— Start of PASSAGE GIVEN —

French priest Chrestian LeClerq traveled among the eastern
Algonquian people who lived in what are now the Maritime
Provinces of Canada. He recorded a Micmac leader’s
eloquent response to these attempts at “reform”
that pointed out how difficult Europeans found it to live
in Indian country. If France was such a terrestrial
paradise, he asked, why were colonists making their way
across the Atlantic to live in the forests of North
America?
"I
am greatly astonished that the French have so little
cleverness, as they seem to exhibit in the matter of which
thou hast just told me on their behalf, in the effort to
persuade us to convert our poles, our barks, and our
wigwams into those houses of stone and of wood which are
tall and lofty, according to their account, as these trees.
Very well! But why now, do men of five to six feet in
height need houses which are sixty to eighty? For, in fact,
as thou knowest very well thyself, Patriarch—do we
not find in our own all the conveniences and the advantages
that you have with yours, such as reposing, drinking,
sleeping, eating, and amusing ourselves with our friends
when we wish?
This is not all, my brother, hast thou as much ingenuity
and cleverness as the Indians, who carry their houses and
their wigwams with them so that they may lodge wheresoever
they please, independently of any seignior whatsoever? Thou
art not as bold nor as stout as we, because when thou goest
on a voyage thou canst not carry upon thy shoulders thy
buildings and thy edifices. Therefore it is necessary that
thou prepares as many lodgings as thou makest changes of
residence, or else thou lodgest in a hired house which does
not belong to thee.

— End of PASSAGE GIVEN —
— Start of RECORD SET —

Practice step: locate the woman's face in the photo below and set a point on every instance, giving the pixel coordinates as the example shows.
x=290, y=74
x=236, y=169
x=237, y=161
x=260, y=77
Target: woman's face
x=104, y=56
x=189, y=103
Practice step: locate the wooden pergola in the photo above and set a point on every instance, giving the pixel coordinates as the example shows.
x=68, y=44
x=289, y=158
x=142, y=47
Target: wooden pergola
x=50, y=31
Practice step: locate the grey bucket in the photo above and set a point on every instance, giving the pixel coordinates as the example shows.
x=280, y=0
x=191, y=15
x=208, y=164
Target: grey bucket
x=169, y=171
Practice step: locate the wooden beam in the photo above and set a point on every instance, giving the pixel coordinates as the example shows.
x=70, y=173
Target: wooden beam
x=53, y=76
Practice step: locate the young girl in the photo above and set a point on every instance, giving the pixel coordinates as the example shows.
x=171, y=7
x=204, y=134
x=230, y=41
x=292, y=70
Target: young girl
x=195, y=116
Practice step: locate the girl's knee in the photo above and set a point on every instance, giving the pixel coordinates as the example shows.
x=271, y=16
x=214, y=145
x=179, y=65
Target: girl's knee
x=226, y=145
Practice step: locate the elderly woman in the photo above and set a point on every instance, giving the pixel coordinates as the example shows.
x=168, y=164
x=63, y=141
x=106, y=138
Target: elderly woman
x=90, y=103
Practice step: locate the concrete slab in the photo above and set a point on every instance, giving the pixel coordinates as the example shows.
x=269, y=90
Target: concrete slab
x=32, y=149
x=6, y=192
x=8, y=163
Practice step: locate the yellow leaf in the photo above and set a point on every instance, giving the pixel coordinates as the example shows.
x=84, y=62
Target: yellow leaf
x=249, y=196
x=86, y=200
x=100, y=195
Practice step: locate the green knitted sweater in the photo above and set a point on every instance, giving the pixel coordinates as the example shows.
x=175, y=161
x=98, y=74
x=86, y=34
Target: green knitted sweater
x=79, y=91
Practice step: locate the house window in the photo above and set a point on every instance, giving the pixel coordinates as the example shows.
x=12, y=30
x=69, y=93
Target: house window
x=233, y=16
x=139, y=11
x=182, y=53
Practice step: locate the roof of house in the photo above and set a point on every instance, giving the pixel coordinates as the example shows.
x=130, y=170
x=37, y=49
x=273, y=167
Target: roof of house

— End of RECORD SET —

REQUEST A —
Answer these questions from the passage on the Micmac leader's response:
(i) Where did the eastern Algonquian people live?
(ii) What height does the leader give for men?
(iii) What do the Indians carry with them, according to the leader?
REQUEST B — Reproduce the part of the passage on the Micmac leader's response starting with "This is not" and going on through "belong to thee.".
REQUEST C — Translate this sentence from the passage on the Micmac leader's response into Spanish: "French priest Chrestian LeClerq traveled among the eastern Algonquian people who lived in what are now the Maritime Provinces of Canada."
The entries are separate material and have no connection to the passage on the Micmac leader's response.

EXERCISE OUTPUT A —
(i) In what are now the Maritime Provinces of Canada.
(ii) Five to six feet.
(iii) Their houses and their wigwams.

EXERCISE OUTPUT B —
This is not all, my brother, hast thou as much ingenuity
and cleverness as the Indians, who carry their houses and
their wigwams with them so that they may lodge wheresoever
they please, independently of any seignior whatsoever? Thou
art not as bold nor as stout as we, because when thou goest
on a voyage thou canst not carry upon thy shoulders thy
buildings and thy edifices. Therefore it is necessary that
thou prepares as many lodgings as thou makest changes of
residence, or else thou lodgest in a hired house which does
not belong to thee.

EXERCISE OUTPUT C — El sacerdote francés Chrestian LeClerq viajó entre los pueblos algonquinos orientales que vivían en lo que hoy son las Provincias Marítimas de Canadá.